═══ Reading passage
Are Super-Earths Really Super?

Most alien planets are nothing like what we've got in the solar system. Scientists are homing in on these mysterious worlds to see what they’re made of.

Of the Kepler spacecraft’s impressive haul (3,538 exoplanet candidates as of November 2013), roughly three-quarters of them scale between Earth and Neptune, which is four times the size of Earth.

In other words, most transiting planets are nothing like the worlds in our own solar system.

Habitable-planet candidates
Relative sizes of habitable-zone planets discovered by the Kepler spacecraft, shown alongside Earth.
NASA-Ames / JPL-Caltech
With no local representatives, it’s not clear how many of these planets are super-Earths (that is, rocky) or gaseous mini-Neptunes. The only way to find out is to measure their mass, and that’s hard for Kepler to do. The spacecraft spent four years detecting planets as they passed in front of their host stars, measuring the dips in starlight as they did so, but astronomers can measure only the planet’s size from the shape of the blip, not its mass.
══════
═══ Data supplied
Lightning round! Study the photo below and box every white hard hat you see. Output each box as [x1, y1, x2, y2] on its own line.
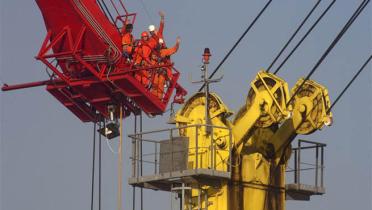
[149, 25, 155, 32]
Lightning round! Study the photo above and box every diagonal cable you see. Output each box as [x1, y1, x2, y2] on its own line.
[199, 0, 272, 92]
[266, 0, 322, 72]
[287, 0, 370, 105]
[327, 55, 372, 114]
[274, 0, 336, 74]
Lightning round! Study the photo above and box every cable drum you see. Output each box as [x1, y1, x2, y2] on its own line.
[291, 78, 332, 134]
[245, 71, 289, 128]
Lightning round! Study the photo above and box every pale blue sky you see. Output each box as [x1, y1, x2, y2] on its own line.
[0, 0, 372, 210]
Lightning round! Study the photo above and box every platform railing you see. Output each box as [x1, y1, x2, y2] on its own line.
[129, 124, 232, 178]
[287, 139, 327, 188]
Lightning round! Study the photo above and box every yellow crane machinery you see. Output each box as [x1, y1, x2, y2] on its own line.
[129, 71, 332, 210]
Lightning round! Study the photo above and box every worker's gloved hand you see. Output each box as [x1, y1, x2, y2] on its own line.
[159, 11, 165, 18]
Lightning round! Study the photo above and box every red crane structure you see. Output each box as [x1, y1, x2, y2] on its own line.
[2, 0, 187, 122]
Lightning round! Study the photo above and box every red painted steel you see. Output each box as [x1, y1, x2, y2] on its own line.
[2, 0, 187, 122]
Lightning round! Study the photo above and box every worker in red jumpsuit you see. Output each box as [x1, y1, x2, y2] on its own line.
[121, 23, 133, 59]
[149, 11, 165, 49]
[134, 31, 152, 87]
[151, 37, 181, 99]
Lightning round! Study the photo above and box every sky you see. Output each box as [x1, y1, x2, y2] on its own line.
[0, 0, 372, 210]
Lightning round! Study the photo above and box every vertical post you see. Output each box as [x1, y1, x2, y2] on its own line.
[297, 140, 301, 184]
[195, 125, 199, 173]
[132, 115, 137, 210]
[229, 128, 233, 173]
[320, 145, 324, 187]
[169, 128, 174, 176]
[181, 183, 185, 209]
[140, 111, 143, 210]
[154, 142, 158, 174]
[315, 144, 319, 187]
[211, 124, 214, 170]
[198, 187, 201, 210]
[204, 190, 208, 210]
[293, 149, 298, 184]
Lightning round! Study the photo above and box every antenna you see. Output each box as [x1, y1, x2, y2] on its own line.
[192, 48, 223, 135]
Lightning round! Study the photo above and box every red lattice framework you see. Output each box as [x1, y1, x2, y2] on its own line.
[2, 0, 187, 122]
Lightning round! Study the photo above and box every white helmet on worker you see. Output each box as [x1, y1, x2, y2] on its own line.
══════
▶ **Exercises to complete**:
1. In the listing, copy every line verbatim, beginning at the line that contains "Lightning round! Study the photo above and box every antenna" and ending with the listing's final line.
2. Continue the article on super-Earths from the point where it stops.
The article and the listing come from unrelated sources.

▶ **Answer list**:
1.
Lightning round! Study the photo above and box every antenna you see. Output each box as [x1, y1, x2, y2] on its own line.
[192, 48, 223, 135]
Lightning round! Study the photo above and box every red lattice framework you see. Output each box as [x1, y1, x2, y2] on its own line.
[2, 0, 187, 122]
Lightning round! Study the photo above and box every white helmet on worker you see. Output each box as [x1, y1, x2, y2] on its own line.

2.
So the Kepler team took to the ground, using the Keck Observatory in Hawaii to follow up space-observed transits with good, old-fashioned radial-velocity measurements — the planet-finding technique of choice before Kepler came around. The team looked for each host star’s telltale wobble as the star and its attendant planet orbit a common center of mass.

How "super-Earths" change density with size
This plot shows the planet densities and radius measurements for 33 exoplanets, most coming from the Kepler team and some from other published results. Small planets get denser as they grow in size, a pattern expected for rocky planets. But at roughly twice Earth's diameter, the trend changes and planets become fluffier as they get bigger, probably because they are gaining mass in the form of thick atmospheres of mostly hydrogen and helium. Lithwick and Hadden's results show a similar trend.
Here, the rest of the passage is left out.